## Problem description
Give back, unchanged, each line from the one containing "Locate the street" through the last line of the entries below.

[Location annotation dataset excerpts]
<<<<

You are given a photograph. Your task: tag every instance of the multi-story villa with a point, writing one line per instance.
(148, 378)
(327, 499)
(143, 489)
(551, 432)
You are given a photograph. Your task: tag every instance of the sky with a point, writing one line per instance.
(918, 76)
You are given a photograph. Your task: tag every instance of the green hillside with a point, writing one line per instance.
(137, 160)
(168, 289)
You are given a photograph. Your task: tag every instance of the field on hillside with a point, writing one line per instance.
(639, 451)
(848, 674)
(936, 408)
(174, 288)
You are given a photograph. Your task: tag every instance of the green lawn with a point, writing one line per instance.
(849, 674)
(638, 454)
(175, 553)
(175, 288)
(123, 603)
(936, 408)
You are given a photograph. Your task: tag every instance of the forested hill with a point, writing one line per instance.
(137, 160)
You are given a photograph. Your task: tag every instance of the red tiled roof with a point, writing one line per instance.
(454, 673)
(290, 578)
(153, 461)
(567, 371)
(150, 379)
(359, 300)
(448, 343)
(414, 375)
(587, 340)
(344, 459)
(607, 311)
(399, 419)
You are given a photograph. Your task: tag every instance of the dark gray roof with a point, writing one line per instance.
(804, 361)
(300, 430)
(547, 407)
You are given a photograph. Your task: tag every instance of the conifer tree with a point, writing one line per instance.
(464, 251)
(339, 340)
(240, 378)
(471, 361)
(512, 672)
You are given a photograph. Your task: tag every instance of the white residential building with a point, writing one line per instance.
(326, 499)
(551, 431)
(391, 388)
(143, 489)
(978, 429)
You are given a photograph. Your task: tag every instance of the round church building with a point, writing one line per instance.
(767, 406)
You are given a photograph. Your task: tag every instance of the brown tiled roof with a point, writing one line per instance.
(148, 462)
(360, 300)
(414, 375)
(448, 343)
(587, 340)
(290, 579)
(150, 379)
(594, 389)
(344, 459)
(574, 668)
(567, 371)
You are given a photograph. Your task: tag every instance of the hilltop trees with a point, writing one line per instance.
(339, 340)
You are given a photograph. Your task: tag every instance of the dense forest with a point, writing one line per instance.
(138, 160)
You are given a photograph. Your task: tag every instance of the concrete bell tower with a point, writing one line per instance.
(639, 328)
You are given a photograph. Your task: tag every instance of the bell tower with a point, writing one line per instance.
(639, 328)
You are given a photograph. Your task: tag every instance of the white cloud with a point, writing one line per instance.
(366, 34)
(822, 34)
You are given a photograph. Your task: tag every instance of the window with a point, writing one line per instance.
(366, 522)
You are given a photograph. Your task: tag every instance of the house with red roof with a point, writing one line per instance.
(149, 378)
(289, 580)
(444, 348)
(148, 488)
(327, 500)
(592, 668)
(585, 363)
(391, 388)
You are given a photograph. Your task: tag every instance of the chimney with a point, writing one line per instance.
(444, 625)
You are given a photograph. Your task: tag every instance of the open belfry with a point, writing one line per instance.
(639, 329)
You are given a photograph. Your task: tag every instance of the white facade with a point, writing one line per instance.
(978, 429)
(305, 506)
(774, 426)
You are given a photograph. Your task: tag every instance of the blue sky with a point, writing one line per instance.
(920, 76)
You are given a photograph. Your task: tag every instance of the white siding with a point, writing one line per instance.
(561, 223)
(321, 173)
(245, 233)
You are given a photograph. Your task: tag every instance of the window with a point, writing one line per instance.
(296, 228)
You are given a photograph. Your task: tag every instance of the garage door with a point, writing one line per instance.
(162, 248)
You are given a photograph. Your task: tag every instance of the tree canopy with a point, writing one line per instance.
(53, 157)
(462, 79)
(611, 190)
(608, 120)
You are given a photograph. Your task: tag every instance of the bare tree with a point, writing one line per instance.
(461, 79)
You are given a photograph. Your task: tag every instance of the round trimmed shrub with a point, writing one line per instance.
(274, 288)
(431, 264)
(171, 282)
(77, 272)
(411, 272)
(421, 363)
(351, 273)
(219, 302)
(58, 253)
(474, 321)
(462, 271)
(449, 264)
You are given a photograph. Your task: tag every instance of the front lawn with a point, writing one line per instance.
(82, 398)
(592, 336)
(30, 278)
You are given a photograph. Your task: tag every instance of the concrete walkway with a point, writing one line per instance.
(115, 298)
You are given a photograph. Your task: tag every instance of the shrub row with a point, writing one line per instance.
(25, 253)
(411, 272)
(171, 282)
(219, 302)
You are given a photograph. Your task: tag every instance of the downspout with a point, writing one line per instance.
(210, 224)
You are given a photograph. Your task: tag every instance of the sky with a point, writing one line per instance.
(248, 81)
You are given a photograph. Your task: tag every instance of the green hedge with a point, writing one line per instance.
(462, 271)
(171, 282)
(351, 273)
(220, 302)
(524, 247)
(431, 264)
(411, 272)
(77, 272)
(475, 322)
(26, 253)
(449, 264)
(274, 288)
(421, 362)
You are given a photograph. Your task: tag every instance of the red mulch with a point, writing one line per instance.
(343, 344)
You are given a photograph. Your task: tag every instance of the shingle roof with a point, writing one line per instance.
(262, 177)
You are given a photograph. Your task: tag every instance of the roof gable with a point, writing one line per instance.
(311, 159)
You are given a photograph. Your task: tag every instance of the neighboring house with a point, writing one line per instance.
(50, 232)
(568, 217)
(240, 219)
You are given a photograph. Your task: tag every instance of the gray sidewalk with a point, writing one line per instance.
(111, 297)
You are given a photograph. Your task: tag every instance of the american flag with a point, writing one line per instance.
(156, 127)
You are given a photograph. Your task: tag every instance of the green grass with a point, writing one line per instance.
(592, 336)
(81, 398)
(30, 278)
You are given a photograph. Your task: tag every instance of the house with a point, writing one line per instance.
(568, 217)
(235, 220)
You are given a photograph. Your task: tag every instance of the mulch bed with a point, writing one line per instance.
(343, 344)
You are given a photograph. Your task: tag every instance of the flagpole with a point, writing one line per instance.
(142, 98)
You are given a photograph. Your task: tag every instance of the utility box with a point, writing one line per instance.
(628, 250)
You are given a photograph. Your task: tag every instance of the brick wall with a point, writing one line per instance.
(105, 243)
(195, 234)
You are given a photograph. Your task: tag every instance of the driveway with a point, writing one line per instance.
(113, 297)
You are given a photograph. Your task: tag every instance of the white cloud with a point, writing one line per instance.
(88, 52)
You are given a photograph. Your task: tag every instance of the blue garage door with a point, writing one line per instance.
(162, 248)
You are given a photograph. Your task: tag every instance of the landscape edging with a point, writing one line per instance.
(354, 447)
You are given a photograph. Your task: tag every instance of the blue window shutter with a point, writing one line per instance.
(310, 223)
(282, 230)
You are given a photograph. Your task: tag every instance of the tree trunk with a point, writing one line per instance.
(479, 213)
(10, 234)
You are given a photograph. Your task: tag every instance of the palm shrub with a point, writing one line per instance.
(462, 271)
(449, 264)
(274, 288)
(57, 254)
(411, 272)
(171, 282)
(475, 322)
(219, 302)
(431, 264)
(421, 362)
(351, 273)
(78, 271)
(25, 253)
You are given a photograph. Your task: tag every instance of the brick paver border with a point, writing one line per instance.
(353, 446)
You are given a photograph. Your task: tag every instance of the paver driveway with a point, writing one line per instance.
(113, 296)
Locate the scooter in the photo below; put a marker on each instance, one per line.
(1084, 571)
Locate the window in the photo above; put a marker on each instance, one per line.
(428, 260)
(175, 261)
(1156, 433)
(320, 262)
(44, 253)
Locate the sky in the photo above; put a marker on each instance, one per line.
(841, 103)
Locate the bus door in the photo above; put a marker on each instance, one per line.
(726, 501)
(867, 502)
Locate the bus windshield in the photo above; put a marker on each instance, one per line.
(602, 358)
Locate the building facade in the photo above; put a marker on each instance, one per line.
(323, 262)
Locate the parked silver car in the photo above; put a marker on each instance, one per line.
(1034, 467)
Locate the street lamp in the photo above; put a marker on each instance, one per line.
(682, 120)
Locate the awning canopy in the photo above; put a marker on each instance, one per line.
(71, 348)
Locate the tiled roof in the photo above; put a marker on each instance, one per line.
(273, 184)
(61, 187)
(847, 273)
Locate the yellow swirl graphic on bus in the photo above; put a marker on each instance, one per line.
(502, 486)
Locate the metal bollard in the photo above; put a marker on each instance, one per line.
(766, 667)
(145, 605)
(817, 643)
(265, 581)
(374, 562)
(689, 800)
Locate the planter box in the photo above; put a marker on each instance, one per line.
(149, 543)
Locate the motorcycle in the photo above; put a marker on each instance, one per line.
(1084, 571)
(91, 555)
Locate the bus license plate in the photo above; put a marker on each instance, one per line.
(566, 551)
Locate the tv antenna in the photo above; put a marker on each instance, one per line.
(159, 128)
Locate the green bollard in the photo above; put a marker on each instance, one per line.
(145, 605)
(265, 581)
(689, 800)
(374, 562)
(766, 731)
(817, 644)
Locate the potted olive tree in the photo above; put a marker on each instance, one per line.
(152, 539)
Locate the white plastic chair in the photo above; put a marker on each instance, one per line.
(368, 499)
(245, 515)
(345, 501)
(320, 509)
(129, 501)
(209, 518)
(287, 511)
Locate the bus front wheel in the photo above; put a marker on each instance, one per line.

>>>>

## Solved problem
Locate the street lamp in the photo above; put a marker on each instance, one per line.
(682, 120)
Locate the awning canopy in the photo above; put a marker on each instance, one per line.
(71, 348)
Locate the tiled roof in the photo above; put a marker on each instance, one per line.
(273, 184)
(61, 187)
(847, 273)
Locate the yellow swirl graphic on bus in the photo above; put a marker on each instance, one per line.
(502, 486)
Locate the metal bollard in the photo above; put a marker on each instance, one per line.
(766, 667)
(145, 605)
(817, 643)
(265, 581)
(374, 562)
(689, 800)
Locate the planter box in the photo above; put a marker on each instance, one per line.
(149, 543)
Locate the motorcycle in the photo above; put a marker on each instance, one per line.
(1084, 571)
(91, 555)
Locate the bus license plate in the photo above; put a marker on each instance, one per line.
(566, 551)
Locate the tv antenna in the photo above; put a marker on each instance, one per line.
(159, 128)
Locate the green bollard in the photo above; put a marker on each instance, one per line.
(145, 605)
(265, 581)
(689, 800)
(374, 562)
(766, 731)
(817, 644)
Locate the potted olive tree in the photo above; put a marker on each instance, one per line.
(152, 539)
Locate the white plastic chair in the photo above; put a marker on each instance, one per line.
(368, 499)
(245, 515)
(345, 501)
(320, 509)
(129, 501)
(209, 518)
(287, 511)
Locate the bus front wheel in the photo above; put a marker on each instance, one per line.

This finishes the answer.